Extracted records: Begin

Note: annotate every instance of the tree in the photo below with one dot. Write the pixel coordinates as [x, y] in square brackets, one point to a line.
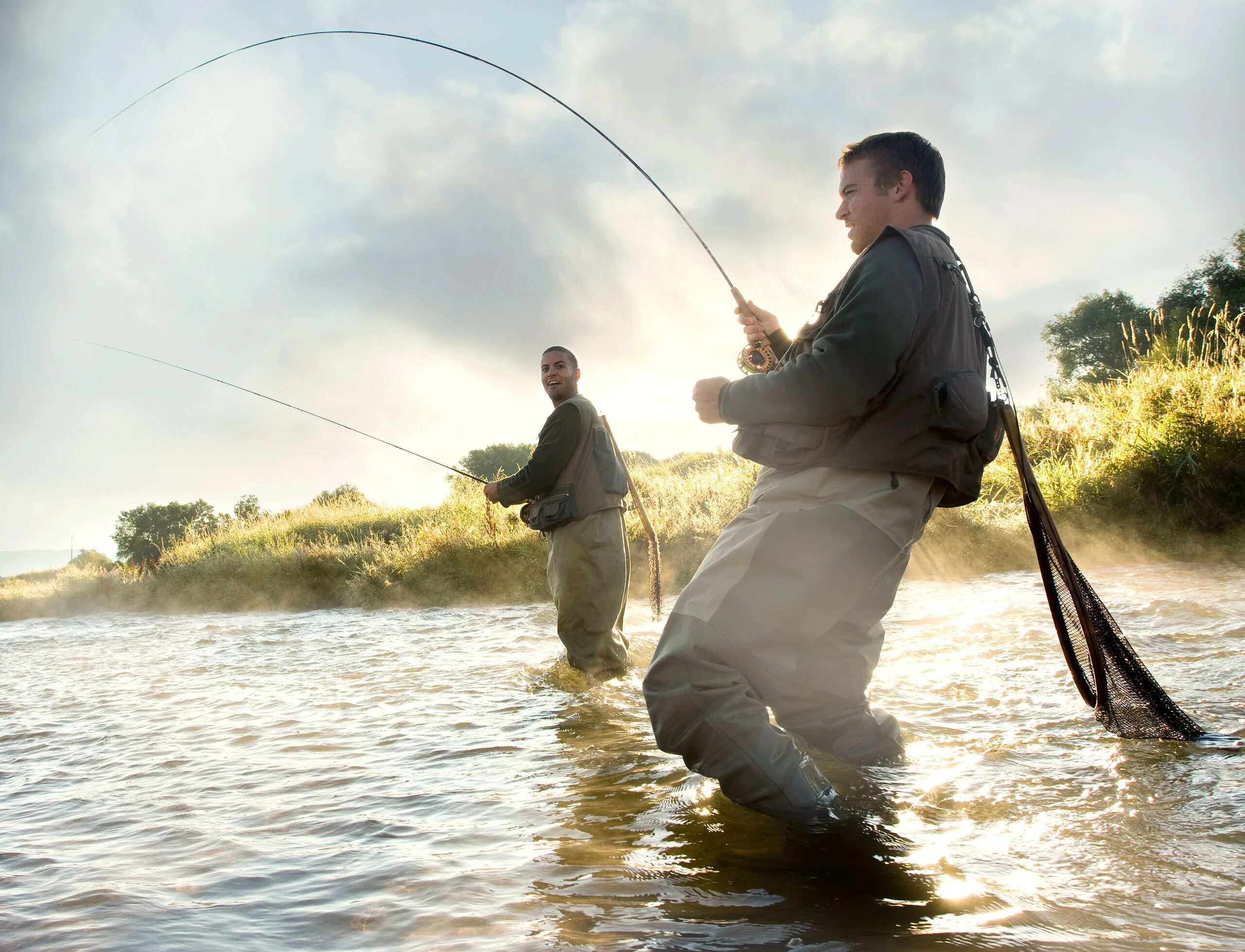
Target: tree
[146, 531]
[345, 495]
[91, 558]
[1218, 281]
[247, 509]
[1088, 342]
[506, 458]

Extracted records: End
Extracted records: Begin

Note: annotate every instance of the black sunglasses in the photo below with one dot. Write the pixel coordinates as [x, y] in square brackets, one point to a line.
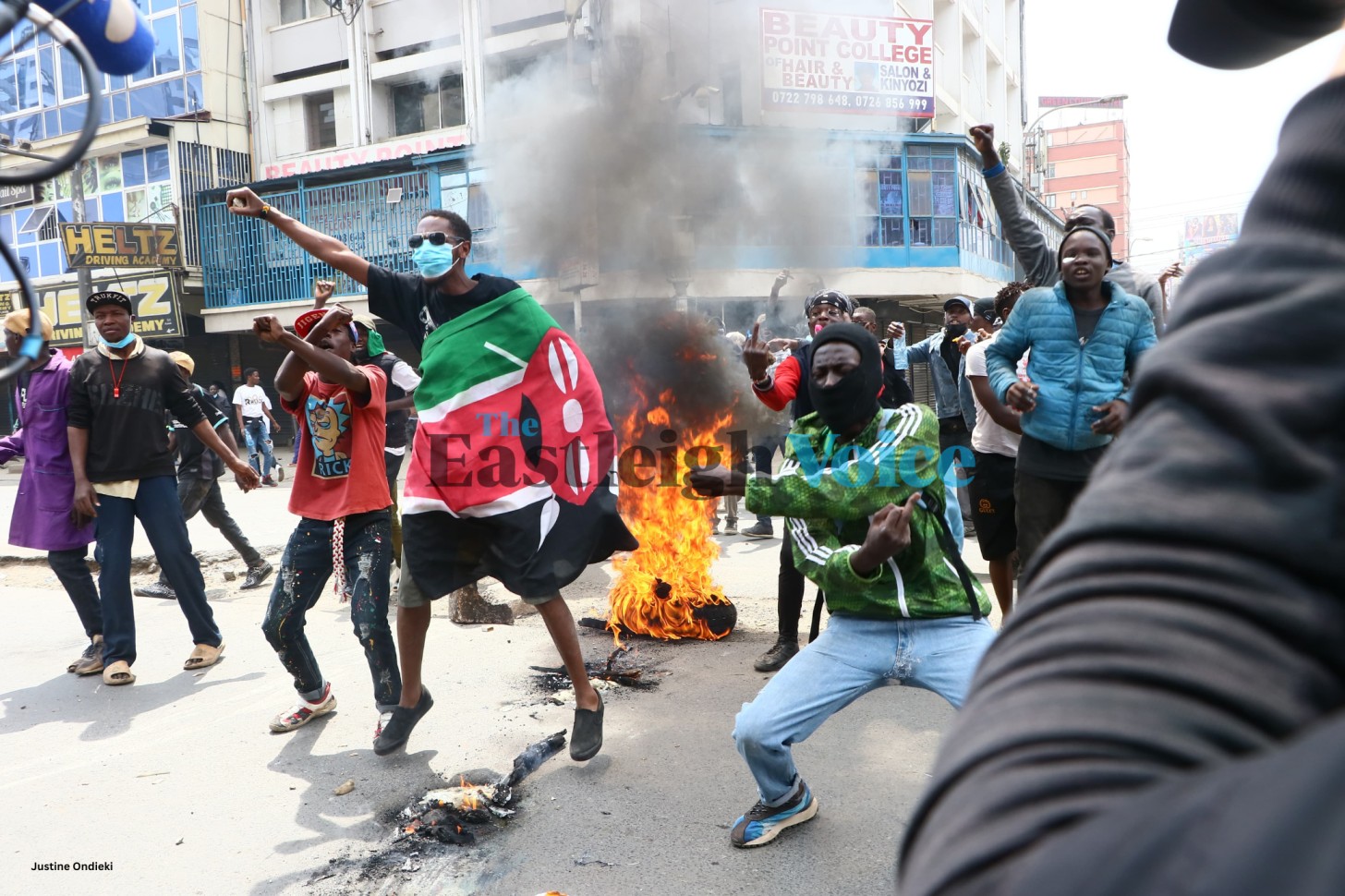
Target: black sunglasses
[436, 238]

Extracted records: End
Extracted records: Begin

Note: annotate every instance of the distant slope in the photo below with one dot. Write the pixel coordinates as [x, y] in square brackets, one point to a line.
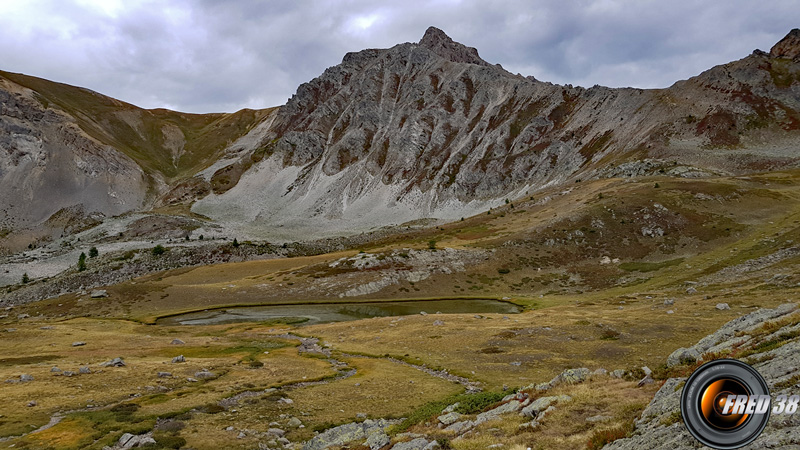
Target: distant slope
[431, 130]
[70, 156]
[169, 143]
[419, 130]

Extracted records: End

* **Exercise**: Report the count of lines in the listing above that include "square", and nothing more.

* **Answer to this task**: 3